→ Task objective
From the line that has "Please tag the white crosswalk" down to the final line of the listing below, transcribe every line exactly, and only those.

-- start of Recorded data --

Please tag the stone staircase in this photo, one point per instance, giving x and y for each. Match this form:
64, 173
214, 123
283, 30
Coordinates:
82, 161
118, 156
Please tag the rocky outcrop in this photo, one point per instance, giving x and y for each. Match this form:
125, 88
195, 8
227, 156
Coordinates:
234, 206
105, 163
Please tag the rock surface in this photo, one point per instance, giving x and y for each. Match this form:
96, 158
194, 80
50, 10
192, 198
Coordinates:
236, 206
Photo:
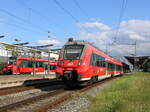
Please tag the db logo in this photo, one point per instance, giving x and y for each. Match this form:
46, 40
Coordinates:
69, 64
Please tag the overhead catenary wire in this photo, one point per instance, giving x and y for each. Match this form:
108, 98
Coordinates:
43, 16
23, 20
66, 11
19, 27
123, 7
81, 9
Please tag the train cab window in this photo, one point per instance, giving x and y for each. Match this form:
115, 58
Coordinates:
12, 60
97, 60
72, 52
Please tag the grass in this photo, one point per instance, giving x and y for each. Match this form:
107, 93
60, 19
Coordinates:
131, 93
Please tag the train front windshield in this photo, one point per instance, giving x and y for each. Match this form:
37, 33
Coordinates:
12, 60
72, 52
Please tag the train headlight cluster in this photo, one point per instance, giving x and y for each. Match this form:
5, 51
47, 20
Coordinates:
80, 62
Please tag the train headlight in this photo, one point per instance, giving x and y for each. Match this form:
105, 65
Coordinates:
80, 62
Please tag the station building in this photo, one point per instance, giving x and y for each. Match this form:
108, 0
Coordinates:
25, 52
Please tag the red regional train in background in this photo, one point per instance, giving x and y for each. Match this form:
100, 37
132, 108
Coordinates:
26, 65
79, 61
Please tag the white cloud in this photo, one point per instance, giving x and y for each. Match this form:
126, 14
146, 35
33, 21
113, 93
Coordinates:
44, 42
129, 32
94, 25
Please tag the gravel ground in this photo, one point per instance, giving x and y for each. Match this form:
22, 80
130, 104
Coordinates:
16, 97
38, 104
79, 103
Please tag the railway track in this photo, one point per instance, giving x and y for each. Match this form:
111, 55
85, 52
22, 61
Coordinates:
47, 101
10, 90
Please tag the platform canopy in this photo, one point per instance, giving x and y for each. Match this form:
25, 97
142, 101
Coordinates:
137, 61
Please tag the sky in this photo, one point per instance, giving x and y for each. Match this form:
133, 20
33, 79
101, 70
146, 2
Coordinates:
42, 22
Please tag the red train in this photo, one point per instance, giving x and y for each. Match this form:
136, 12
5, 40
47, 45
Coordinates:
26, 65
80, 61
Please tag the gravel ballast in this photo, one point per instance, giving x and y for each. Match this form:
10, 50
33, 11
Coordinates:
80, 103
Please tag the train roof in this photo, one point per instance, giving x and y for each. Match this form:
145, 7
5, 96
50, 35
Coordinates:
82, 42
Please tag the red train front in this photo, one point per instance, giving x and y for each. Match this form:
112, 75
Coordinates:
26, 65
80, 61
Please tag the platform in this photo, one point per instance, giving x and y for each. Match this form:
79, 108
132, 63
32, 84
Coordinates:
18, 80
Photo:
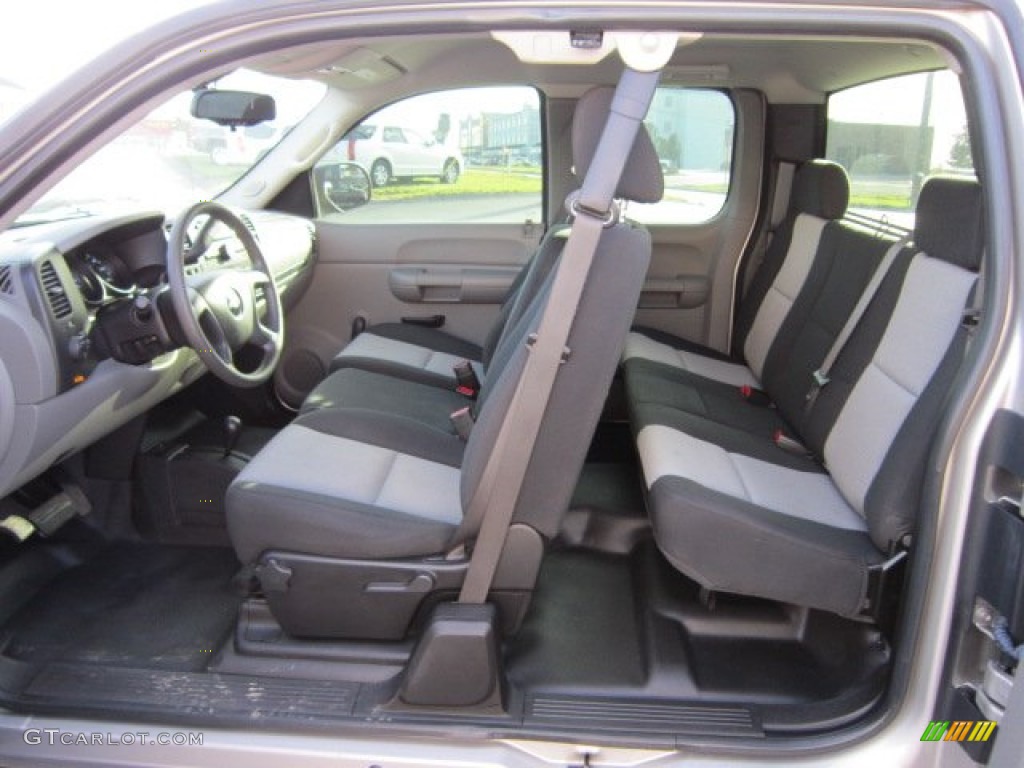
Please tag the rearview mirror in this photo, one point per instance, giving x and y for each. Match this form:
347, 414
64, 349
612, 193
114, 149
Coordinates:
232, 109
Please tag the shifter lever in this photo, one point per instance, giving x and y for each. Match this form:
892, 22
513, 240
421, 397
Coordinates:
232, 430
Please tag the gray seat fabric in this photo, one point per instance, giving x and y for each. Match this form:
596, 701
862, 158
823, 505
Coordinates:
738, 514
843, 264
427, 354
820, 194
351, 481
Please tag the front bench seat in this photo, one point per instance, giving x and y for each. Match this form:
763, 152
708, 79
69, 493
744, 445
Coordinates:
352, 520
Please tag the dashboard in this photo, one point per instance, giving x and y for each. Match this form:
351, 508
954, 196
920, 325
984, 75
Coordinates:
78, 357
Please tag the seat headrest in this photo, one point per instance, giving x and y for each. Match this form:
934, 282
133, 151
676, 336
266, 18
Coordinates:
642, 180
949, 224
821, 188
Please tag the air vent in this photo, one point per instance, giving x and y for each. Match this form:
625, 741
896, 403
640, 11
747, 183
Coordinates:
54, 290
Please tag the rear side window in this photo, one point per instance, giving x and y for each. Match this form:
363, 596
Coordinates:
463, 156
692, 130
892, 134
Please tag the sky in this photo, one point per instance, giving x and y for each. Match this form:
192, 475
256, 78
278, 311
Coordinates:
41, 41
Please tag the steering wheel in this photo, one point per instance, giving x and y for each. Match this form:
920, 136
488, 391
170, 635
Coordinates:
218, 310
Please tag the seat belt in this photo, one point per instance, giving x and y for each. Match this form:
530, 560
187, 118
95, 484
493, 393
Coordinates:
821, 375
495, 500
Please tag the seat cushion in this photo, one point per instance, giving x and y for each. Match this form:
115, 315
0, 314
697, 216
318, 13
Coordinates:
348, 483
679, 354
760, 510
354, 388
409, 351
653, 383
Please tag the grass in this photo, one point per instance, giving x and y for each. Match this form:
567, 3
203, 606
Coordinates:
882, 202
472, 181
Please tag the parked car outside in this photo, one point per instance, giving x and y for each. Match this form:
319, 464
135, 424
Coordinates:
390, 152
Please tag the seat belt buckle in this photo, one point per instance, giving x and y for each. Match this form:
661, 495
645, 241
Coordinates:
463, 422
790, 444
755, 396
466, 382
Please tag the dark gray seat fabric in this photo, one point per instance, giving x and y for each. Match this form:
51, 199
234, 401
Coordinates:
351, 481
819, 198
843, 264
738, 514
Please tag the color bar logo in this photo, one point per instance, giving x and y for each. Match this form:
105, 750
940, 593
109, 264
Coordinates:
958, 730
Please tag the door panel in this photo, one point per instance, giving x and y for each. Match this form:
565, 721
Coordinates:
383, 272
479, 285
689, 289
980, 677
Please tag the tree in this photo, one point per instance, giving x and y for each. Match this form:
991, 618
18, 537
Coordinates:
960, 153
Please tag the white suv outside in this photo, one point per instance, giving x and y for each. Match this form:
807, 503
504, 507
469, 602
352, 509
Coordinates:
390, 152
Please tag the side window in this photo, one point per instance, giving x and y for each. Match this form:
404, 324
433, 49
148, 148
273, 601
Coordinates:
471, 155
692, 130
892, 134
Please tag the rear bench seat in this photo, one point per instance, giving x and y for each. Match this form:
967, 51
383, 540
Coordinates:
813, 274
740, 514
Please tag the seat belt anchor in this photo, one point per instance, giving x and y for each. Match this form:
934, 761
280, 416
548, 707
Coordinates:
463, 422
466, 382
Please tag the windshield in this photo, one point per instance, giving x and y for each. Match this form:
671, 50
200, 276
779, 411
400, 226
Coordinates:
169, 160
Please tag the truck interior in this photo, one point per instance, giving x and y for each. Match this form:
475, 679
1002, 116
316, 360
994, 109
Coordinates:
262, 512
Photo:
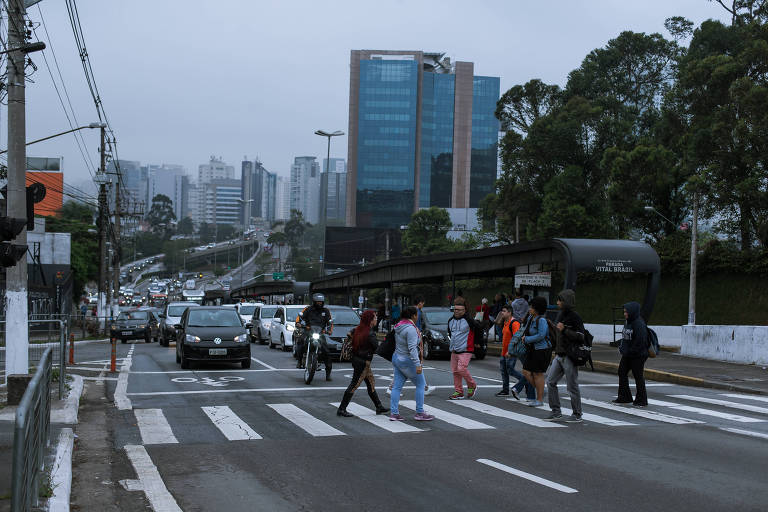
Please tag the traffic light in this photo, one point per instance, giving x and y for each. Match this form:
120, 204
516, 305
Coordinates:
11, 253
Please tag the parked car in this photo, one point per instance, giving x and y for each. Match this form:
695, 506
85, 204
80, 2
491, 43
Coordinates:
212, 333
283, 325
262, 323
134, 325
171, 316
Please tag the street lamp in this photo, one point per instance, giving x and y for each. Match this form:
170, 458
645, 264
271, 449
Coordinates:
694, 250
324, 189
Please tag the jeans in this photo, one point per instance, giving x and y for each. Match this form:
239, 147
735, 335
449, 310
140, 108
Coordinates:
507, 367
635, 364
563, 366
405, 369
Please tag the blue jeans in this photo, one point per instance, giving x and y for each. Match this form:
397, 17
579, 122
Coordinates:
405, 369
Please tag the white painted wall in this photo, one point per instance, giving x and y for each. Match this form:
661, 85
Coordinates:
746, 344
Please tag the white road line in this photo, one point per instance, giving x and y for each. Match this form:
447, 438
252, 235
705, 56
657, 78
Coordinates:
528, 476
642, 413
706, 412
448, 417
230, 424
746, 397
154, 427
149, 480
262, 363
380, 420
724, 403
122, 402
503, 413
745, 432
305, 421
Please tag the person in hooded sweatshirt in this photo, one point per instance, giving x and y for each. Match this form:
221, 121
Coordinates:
569, 329
634, 352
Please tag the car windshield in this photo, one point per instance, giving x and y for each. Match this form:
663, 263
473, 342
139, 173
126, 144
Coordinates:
213, 318
345, 317
134, 315
268, 312
438, 317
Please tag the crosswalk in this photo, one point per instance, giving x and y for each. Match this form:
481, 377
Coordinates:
246, 421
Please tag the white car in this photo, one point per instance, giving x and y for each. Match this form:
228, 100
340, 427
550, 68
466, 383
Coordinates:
283, 325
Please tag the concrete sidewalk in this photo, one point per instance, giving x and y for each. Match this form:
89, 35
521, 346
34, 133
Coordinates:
688, 371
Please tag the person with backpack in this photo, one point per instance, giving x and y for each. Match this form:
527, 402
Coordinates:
539, 354
406, 362
634, 352
364, 344
463, 331
569, 330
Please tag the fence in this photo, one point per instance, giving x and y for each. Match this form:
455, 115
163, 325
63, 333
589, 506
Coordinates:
33, 421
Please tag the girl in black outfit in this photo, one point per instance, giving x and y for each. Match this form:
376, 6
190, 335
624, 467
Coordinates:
364, 345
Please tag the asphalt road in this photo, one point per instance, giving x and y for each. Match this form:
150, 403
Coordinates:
223, 438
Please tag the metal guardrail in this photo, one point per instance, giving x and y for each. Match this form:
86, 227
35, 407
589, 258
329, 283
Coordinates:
33, 422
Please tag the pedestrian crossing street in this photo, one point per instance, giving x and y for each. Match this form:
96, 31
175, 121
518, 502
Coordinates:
275, 419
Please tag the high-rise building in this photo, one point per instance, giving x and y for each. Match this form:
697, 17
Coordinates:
422, 132
305, 187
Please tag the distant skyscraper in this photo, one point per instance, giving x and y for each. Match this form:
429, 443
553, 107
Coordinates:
422, 132
305, 187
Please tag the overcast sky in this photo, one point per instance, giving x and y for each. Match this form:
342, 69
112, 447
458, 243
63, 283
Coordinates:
185, 79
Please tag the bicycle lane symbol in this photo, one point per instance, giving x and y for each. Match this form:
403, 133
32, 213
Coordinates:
208, 381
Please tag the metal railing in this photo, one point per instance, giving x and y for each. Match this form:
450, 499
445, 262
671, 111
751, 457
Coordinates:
30, 437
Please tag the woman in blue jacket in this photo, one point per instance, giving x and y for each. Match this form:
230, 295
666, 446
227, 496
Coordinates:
539, 355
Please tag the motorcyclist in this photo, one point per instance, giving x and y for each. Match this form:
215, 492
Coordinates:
316, 315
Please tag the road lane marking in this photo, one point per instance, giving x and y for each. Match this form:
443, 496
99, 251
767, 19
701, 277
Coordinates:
230, 424
745, 432
448, 417
149, 480
153, 426
642, 413
706, 412
528, 476
305, 421
122, 402
724, 403
380, 420
503, 413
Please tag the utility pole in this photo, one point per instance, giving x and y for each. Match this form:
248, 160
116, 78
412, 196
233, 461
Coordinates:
16, 305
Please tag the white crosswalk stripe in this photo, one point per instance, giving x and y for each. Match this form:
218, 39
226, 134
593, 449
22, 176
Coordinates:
705, 412
305, 421
229, 423
153, 426
448, 417
503, 413
380, 420
642, 413
724, 403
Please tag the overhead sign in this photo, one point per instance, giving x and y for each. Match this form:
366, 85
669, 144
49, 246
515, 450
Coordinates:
543, 279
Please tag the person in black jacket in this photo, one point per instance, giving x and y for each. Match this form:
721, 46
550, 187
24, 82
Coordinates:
364, 345
634, 352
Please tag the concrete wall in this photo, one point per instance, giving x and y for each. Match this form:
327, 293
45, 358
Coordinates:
733, 343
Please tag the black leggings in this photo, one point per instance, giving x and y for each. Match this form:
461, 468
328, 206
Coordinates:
635, 364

-- end of Recorded data --

→ Reply to the task
Please tag the white crosswalk stripe in this photo, one point per instance, giving x and y for each. Match this form:
218, 39
226, 134
593, 449
22, 176
Coordinates:
705, 412
305, 421
229, 423
153, 426
448, 417
503, 413
380, 420
642, 413
724, 403
Please tag the overhead sign in this photo, one point per instance, giving x and y for each. Match this form:
366, 85
669, 144
49, 246
515, 450
Coordinates:
543, 279
Please tag the person in black jacket in this photo, one point per instance, giving x and y for each. Match this form:
721, 46
550, 187
24, 82
Coordinates:
364, 345
634, 352
Please tag the concrete wall in this photo, one point per instance, giving x and y for each. Match this form:
327, 293
45, 358
Coordinates:
733, 343
Please tag the black leggings in this photo, one point per instance, giving x and y for each. Match this form:
461, 468
328, 206
Coordinates:
635, 364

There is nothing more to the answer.